*** Opening of Extract ***

Vampire Weekend, with White Williams at Liberty Hall, 9/11/08

Vampire Weekend, with White Williams
September 11, 2008
Liberty Hall
Better than
: Peter Gabriel (post-Genesis)
By RICHARD GINTOWT

For the past few years, I’ve had a theory that high school kids are listening to worse and worse music. Mostly it’s because of the emo crap they’re spoonfed by Hot Topic and Warped Tour, but also because I haven’t heard as many original young bands in the Lawrence area as when I was in college. I could be totally wrong about this, but it’s fun to conjecture about, and not entirely without possibility.

Last night, the kids were out in full force to see Vampire Weekend. I spotted at least two entire families at Liberty Hall – one with a singing-along seven-year-old in tow – and plenty of chaperones with teenagers. When I tried to get to the front of the stage to snap some pictures, my overtures of “Sorry, I’m shooting for the newspaper” were met with sassy replies from teenage girls who were going batshit crazy for a band that sings about Oxford commas and how “collegiate grief has left you dowdy in sweatshirts.”

Which all goes to say: there might still be hope for our nation’s youth.

More after the jump.

Too bad about the opener though. Whereas Vampire Weekend laid the groundwork for future English-major rockers, White Williams sounded more like a young Brian Eno auditioning his future instruments at Guitar Center. Apparently keyboard technology has come a long way: it can now faithfully replicate the sounds of whales. This malarkey was set to a groovy beat courtesy of drummer extraordinaire Cale Parks (also of Aloha), but it mostly came off as a freeform Krautrock noise jam. That’s fine, I guess. I’m just looking out for the children. They’re our brightest hope.

*** Close of Extract ***
*** Opening of Given information ***

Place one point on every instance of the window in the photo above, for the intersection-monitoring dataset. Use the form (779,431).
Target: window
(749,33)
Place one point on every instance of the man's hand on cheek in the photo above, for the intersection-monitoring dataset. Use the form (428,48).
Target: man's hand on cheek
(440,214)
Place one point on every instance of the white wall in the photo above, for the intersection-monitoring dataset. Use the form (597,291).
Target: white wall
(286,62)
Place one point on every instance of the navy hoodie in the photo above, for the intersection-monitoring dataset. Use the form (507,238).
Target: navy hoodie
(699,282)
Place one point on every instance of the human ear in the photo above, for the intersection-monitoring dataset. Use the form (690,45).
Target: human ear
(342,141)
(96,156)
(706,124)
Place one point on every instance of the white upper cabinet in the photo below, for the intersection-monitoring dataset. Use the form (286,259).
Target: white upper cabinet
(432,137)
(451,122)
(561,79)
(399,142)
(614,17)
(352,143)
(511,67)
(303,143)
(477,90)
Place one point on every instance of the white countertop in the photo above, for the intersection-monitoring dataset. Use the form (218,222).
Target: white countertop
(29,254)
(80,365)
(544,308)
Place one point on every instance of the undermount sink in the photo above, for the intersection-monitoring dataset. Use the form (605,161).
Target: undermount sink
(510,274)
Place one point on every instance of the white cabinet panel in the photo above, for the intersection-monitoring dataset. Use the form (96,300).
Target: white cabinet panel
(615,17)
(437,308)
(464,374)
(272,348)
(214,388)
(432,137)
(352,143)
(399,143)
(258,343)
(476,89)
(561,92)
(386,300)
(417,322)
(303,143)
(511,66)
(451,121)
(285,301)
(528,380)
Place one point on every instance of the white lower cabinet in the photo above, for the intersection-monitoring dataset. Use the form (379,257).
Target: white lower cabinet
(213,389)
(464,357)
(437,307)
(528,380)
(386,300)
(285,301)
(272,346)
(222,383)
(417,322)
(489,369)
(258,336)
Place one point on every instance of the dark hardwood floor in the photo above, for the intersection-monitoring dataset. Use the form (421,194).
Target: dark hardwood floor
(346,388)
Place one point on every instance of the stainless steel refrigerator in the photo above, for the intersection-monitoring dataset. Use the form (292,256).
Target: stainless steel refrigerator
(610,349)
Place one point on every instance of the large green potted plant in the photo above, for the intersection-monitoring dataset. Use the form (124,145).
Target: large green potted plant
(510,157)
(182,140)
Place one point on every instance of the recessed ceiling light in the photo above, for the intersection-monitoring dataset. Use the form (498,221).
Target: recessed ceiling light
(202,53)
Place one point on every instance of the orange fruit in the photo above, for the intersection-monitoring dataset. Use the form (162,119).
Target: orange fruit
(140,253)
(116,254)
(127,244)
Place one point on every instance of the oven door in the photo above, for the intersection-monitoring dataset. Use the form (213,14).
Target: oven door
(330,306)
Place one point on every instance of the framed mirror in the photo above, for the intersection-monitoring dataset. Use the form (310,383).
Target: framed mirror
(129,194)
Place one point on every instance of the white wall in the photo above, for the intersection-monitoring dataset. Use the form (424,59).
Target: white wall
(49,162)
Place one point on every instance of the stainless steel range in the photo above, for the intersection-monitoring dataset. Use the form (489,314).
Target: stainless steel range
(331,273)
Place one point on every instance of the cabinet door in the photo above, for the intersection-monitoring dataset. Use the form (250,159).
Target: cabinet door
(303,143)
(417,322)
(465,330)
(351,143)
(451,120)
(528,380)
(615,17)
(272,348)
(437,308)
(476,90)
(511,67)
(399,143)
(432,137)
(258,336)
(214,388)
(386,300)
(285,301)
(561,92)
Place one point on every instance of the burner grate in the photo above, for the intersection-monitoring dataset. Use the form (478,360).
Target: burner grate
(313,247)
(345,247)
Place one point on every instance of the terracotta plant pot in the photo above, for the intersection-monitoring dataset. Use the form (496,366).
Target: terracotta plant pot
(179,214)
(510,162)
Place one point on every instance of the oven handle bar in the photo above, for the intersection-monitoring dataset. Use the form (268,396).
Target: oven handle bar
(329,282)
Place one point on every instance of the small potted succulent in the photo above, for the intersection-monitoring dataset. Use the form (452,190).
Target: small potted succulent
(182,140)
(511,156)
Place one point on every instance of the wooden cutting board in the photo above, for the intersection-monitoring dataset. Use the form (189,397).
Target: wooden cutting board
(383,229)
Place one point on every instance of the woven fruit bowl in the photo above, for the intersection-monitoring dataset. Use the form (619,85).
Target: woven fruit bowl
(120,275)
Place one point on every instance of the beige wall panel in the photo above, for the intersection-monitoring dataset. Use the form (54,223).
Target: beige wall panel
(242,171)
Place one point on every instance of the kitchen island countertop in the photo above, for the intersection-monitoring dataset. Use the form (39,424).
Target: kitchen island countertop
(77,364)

*** Close of Given information ***

» **Prompt 1**:
Based on the concert review, does each statement below agree with it? For each, answer yes or no and quote the deciding words.
(a) Cale Parks, who drummed for White Williams, is also in Aloha.
(b) The reviewer got to the front of the stage without any pushback.
(c) The reviewer is sure the theory about high school kids' music is correct.
» **Prompt 2**:
According to the concert review, what can keyboard technology now faithfully replicate?
» **Prompt 3**:
Write the next paragraph of the concert review, picking up right after its last sentence.

» **Final answer 1**:
(a) Yes: "drummer extraordinaire Cale Parks (also of Aloha)"
(b) No: "were met with sassy replies from teenage girls"
(c) No: "I could be totally wrong about this"

» **Final answer 2**:
The sounds of whales.

» **Final answer 3**:
Kicking off with the impeccable “Mansard Roof,” Vampire Weekend charged out of the gate with youthful exuberance and wobbly-legged dance moves (bass player Chris Baio was particularly loose-limbed). The nifty thing about VW is that they sound exactly the same live as they do on record, mostly because they’re all such consummate players and they don’t frilly up their songs with extra parts. They whole sound is very clean and orderly, but that didn’t stop singer Ezra Koenig from gleefully delivering each abstract lyric and third-wave-ska guitar riff.

Much has been made about VW’s Afro-pop nicking, but it’s more in the Paul Simon sense than the Fela Kuti sense. Whatever influences went into the melting pot, the stuff that came out on the group’s debut self-titled record is super fun and just smart enough for its own good. Those 10 songs all sounded perfectly fresh and invigorated last night, with a couple new ones foreshadowing another album that’s just as clever and rhythmically intricate. As long as these guys steal airtime from Fall Out Boy, the kids do stand a chance.

Critic’s bias: I dig Vampire Weekend, but it’s not like my favorite record or anything. LOL!

Random detail: Oversized, long-sleeved denim shirts (especially the ones with stripes) are back in fashion. White Williams says so.

By the way: Go see Love As Laughter at the Replay Lounge on Sunday – their new record is fresh as a daisy. And don’t go see Cut Copy. I want some elbow room and the ability to purchase alcohol.